**Document passage**.
☆ ☆ ☆ ☆ ☆ ☆ ☆

7. The fiber optic distribution device of claim 6, wherein the disconnect protector comprises a substantially flat middle section and two end sections.

8. The fiber optic distribution device of claim 7, wherein the middle section extends from the interior of the housing to the exterior of the housing between the first adapter port and the second adapter port.

9. The fiber optic distribution device of claim 6, wherein the disconnect protector is U-shaped.

10. A fiber optic distribution device, comprising:

a housing having an interior and at least one inlet opening for an incoming fiber optic cable having a first number of micromodules and at least one outlet opening for an outgoing fiber optic cable having a second number of micromodules, wherein each micromodule comprises optical fibers surrounded by a protection tube;

wherein the second number of micromodules of the outgoing fiber optic cable is smaller than the first number of micromodules of the incoming fiber optic cable, and wherein the optical fibers of the second number of micromodules of the outgoing fiber optic cable are uncut optical fibers of the first number of micromodules of the incoming fiber optic cable.

11. The fiber optic device of claim 10, further comprising a splice tray positioned in the interior of the housing, wherein the splice tray carries at least one splice between one of the optical fibers of the first number of micromodules and an optical fiber of a pigtail, and wherein the pigtail is preassembled at one end with a fiber optic connector.

☆ ☆ ☆ ☆ ☆ ☆ ☆

**What to do**.
1. Answer these questions about the fiber optic device claims:
(a) What shape does claim 9 give the disconnect protector?
(b) In claim 10, what surrounds the optical fibers in each micromodule?
(c) In claim 11, where is the splice tray positioned?
2. Continue the fiber optic device claims from the point where they stop.

**Information shown**.
☆ ☆ ☆ ☆ ☆ ☆ ☆

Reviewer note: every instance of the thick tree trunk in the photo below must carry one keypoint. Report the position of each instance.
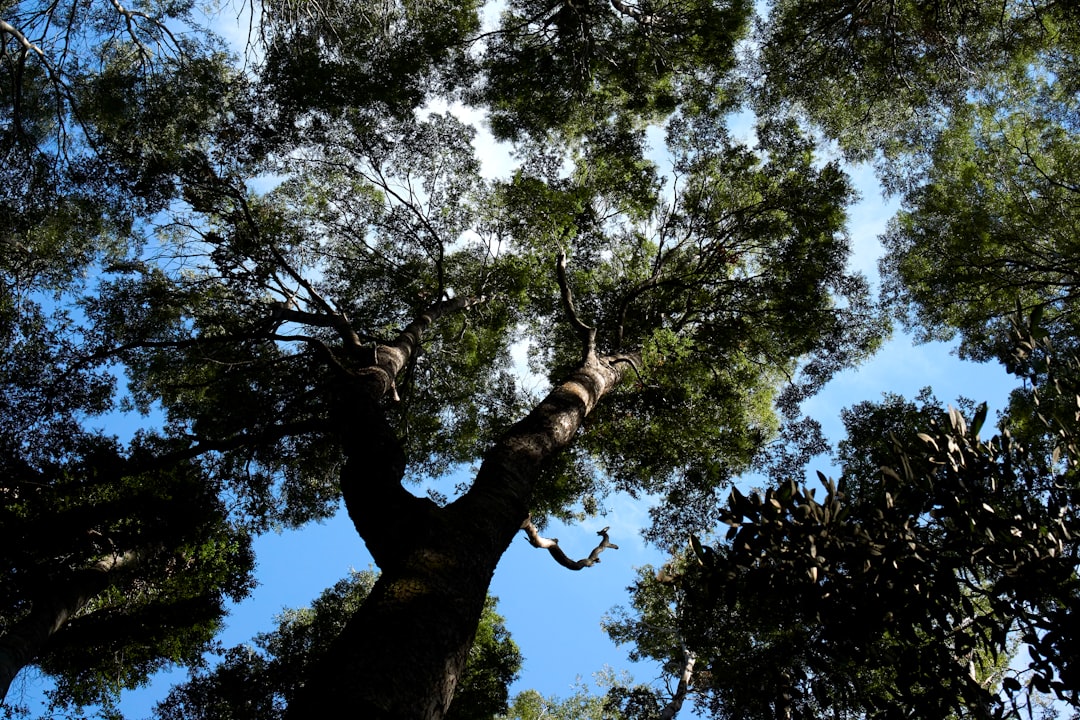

☆ ☆ ☆ ☆ ☆ ☆ ☆

**Answers to the exercise**.
1.
(a) U-shaped.
(b) A protection tube.
(c) In the interior of the housing.

2.
12. The fiber optic device of claim 11, further comprising at least one adapter having a first adapter port being accessible from the interior of the housing for receiving the fiber optic connector of the pigtail and a second adapter port being accessible from exterior to the housing for receiving a fiber optic connector of an optical network terminal cable running to a subscriber.

13. The fiber optic device of claim 12, further comprising at least one disconnect protector attached to the at least one adapter, wherein the at least one disconnect protector encloses the first adapter port and the second adapter port of the at least one adapter and the fiber optic connector of the pigtail received by the first adapter port and the fiber optic connector of the optical network terminal cable received by the second adapter port preventing the fiber optic connector of the pigtail from disconnecting from the first adapter port and the fiber optic connector of the optical network terminal cable from disconnecting from the second adapter port.

14. The fiber optic distribution device of claim 13, wherein the disconnect protector comprises a substantially flat middle section and two end sections.

15. The fiber optic distribution device of claim 14, wherein the middle section extends from the interior of the housing to the exterior of the housing between the first adapter port and the second adapter port.

16. The fiber optic distribution device of claim 13, wherein the disconnect protector is U-shaped.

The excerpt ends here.